> [SCOPO DELL'ESERCIZIO]: Secondo il testo sulla parola «procella», da quale verbo latino deriva il termine?

Procella
pro-cèl-la
Significato Tempesta, sconvolgimento
Etimologia voce dotta recuperata dal latino procella ‘tempesta’, derivato dal verbo cèllere, ‘colpire’, con prefisso pro-, ‘avanti’.
- «La nave non è mai giunta in porto; l'ha schiantata la procella.»
Parola pubblicata il 14 Dicembre 2025 • di Maria Costanza Boldrini
Nel 1904 Giovanni Pascoli pubblicava la raccolta di poesie Poemi conviviali. In una di queste, intitolata L’ultimo viaggio, suddivisa in diversi canti, si ripercorrono le vicende di Odisseo. Il canto XV si intitola La procella. Ecco un estratto:
La parola ‘procella’, protagonista, non potrebbe essere più smaccatamente poetica di così. Il suono reboante, pieno, costituito principalmente da consonanti liquide, come la r e la l, intervallate dal suono affricato della c le conferisce ampiezza e respiro, solennità di pronuncia. Insomma, questa parola nasce proprio con la corona d’alloro sul capo e ha un pedigree latino lampante anche senza bisogno di passaporto etimologico. È il frutto dell’unione del prefisso pro-, avanti, col verbo cèllere, ovvero ‘colpire, battere’. La procella è la tempesta, e le tempeste effettivamente si abbattono su di noi, imperversano sui nostri tetti, sulle nostre vele, sui nostri campi.

> [DATI DA ANALIZZARE]:
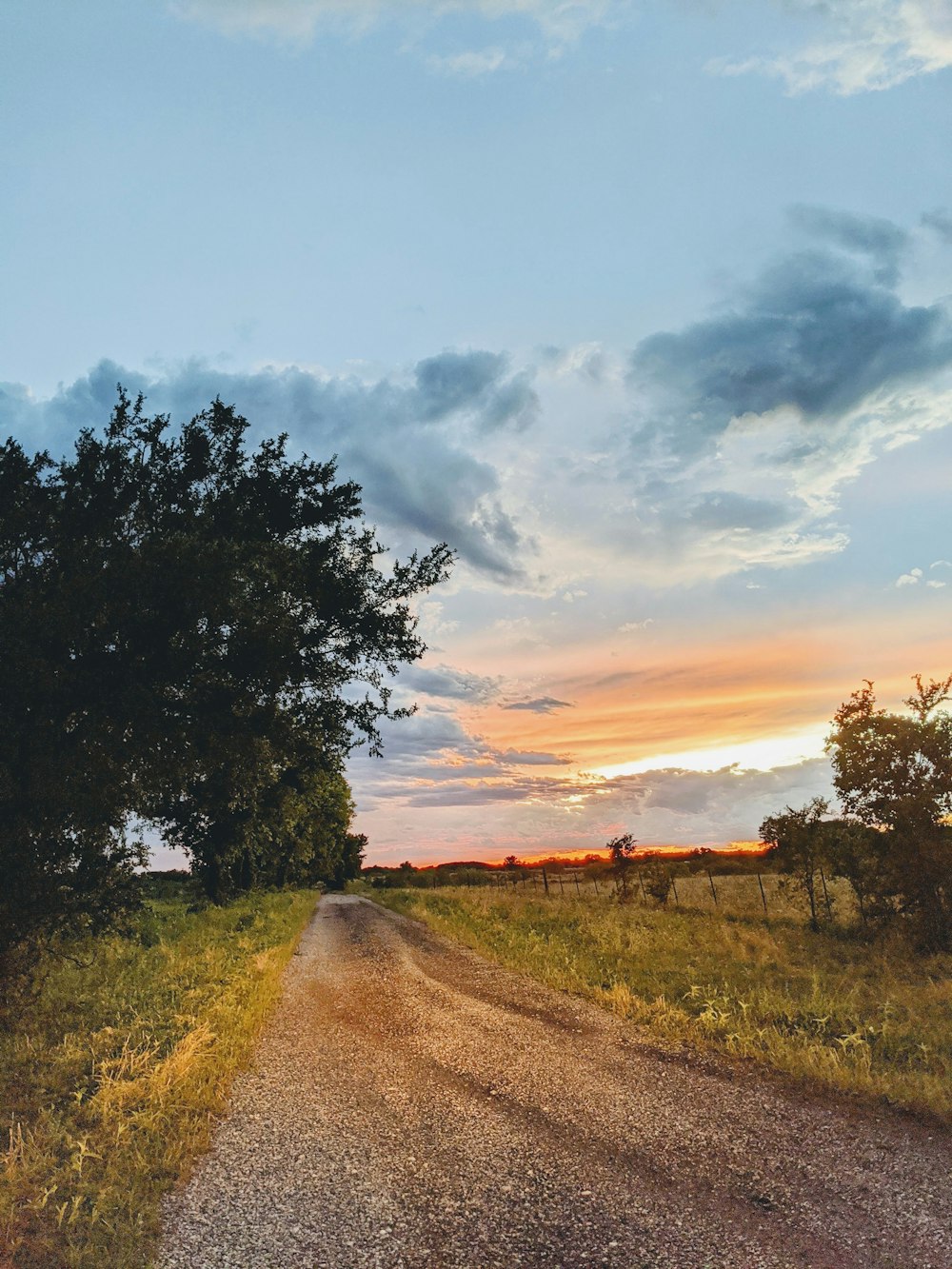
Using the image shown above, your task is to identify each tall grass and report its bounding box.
[374,877,952,1123]
[0,891,316,1269]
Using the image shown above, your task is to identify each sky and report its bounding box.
[0,0,952,865]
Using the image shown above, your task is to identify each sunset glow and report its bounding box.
[7,0,952,863]
[593,727,829,779]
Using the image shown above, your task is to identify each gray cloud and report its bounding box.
[0,351,536,582]
[502,697,571,713]
[922,208,952,243]
[399,664,502,703]
[686,490,793,532]
[631,233,952,453]
[788,203,909,286]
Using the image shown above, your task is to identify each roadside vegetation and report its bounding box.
[381,870,952,1123]
[0,874,317,1269]
[0,387,452,1000]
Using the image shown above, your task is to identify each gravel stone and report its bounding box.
[159,896,952,1269]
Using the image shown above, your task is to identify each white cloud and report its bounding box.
[708,0,952,96]
[426,49,515,79]
[170,0,627,45]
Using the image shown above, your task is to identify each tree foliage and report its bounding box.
[827,674,952,946]
[0,388,450,974]
[761,797,830,930]
[761,674,952,949]
[605,832,637,903]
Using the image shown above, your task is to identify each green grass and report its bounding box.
[0,889,316,1269]
[373,878,952,1123]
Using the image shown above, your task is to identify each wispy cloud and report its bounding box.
[170,0,628,46]
[426,49,518,79]
[503,697,571,713]
[708,0,952,96]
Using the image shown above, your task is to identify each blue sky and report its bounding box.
[0,0,952,859]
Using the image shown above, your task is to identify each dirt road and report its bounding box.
[160,897,952,1269]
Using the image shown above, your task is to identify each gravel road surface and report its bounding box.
[159,896,952,1269]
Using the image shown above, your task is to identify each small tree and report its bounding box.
[608,832,636,903]
[761,797,830,930]
[641,853,674,907]
[826,674,952,949]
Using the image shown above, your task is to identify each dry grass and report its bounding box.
[374,877,952,1121]
[0,891,316,1269]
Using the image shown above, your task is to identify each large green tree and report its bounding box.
[0,389,450,956]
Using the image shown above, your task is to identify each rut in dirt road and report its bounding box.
[159,896,952,1269]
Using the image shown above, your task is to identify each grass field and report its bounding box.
[373,877,952,1123]
[0,891,316,1269]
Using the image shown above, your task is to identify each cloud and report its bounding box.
[502,697,571,713]
[604,207,952,585]
[426,49,518,79]
[686,491,793,532]
[631,238,952,441]
[399,664,502,704]
[0,351,536,583]
[169,0,628,46]
[922,208,952,244]
[788,203,909,286]
[708,0,952,96]
[896,560,952,590]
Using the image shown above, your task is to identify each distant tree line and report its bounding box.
[761,675,952,950]
[0,388,450,976]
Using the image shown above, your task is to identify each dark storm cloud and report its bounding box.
[922,208,952,243]
[415,353,506,419]
[629,229,952,454]
[789,205,909,286]
[0,353,534,582]
[502,697,571,713]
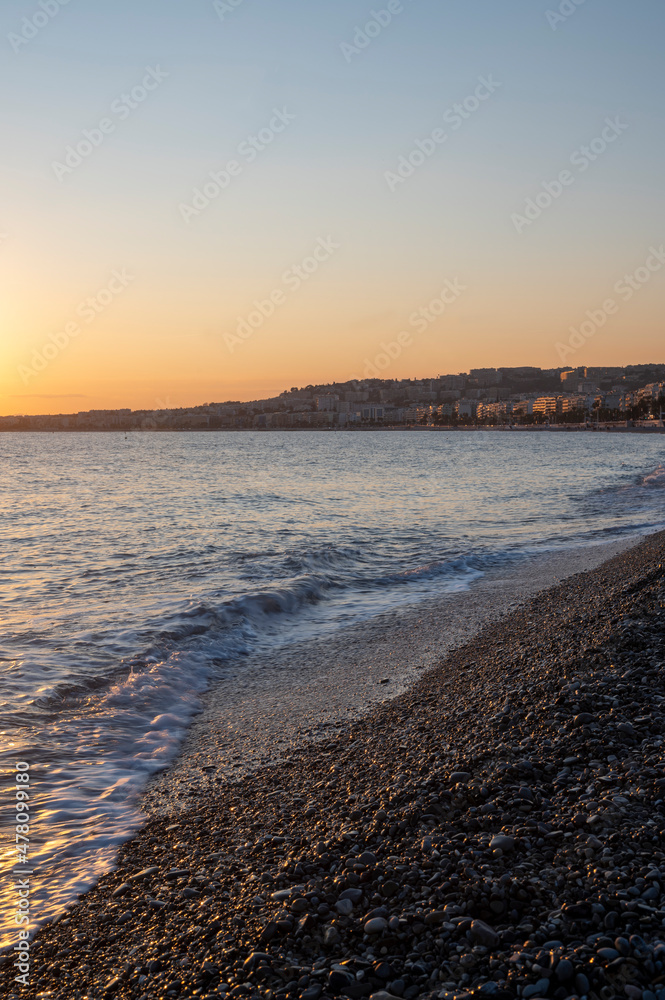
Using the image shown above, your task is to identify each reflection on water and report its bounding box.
[0,432,665,943]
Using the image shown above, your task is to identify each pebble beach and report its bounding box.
[5,533,665,1000]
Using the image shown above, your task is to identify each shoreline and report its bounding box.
[141,536,640,816]
[0,533,665,1000]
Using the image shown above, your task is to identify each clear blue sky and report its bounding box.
[0,0,665,412]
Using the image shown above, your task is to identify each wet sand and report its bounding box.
[0,533,665,1000]
[143,538,635,814]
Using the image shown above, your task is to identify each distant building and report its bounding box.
[316,392,339,413]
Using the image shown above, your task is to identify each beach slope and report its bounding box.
[5,533,665,1000]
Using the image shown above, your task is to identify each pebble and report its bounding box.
[9,535,665,1000]
[365,917,388,934]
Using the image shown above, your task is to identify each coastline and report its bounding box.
[0,533,665,1000]
[141,536,639,815]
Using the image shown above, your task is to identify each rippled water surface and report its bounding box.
[0,432,665,943]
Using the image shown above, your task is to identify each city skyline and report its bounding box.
[0,0,665,414]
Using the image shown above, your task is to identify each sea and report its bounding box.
[0,430,665,947]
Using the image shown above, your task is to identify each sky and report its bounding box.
[0,0,665,414]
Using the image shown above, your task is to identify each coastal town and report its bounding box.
[0,364,665,431]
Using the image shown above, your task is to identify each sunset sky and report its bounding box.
[0,0,665,414]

> [RISULTATO DELL'ESERCIZIO]: Dal verbo cèllere, «colpire», con il prefisso pro-, «avanti».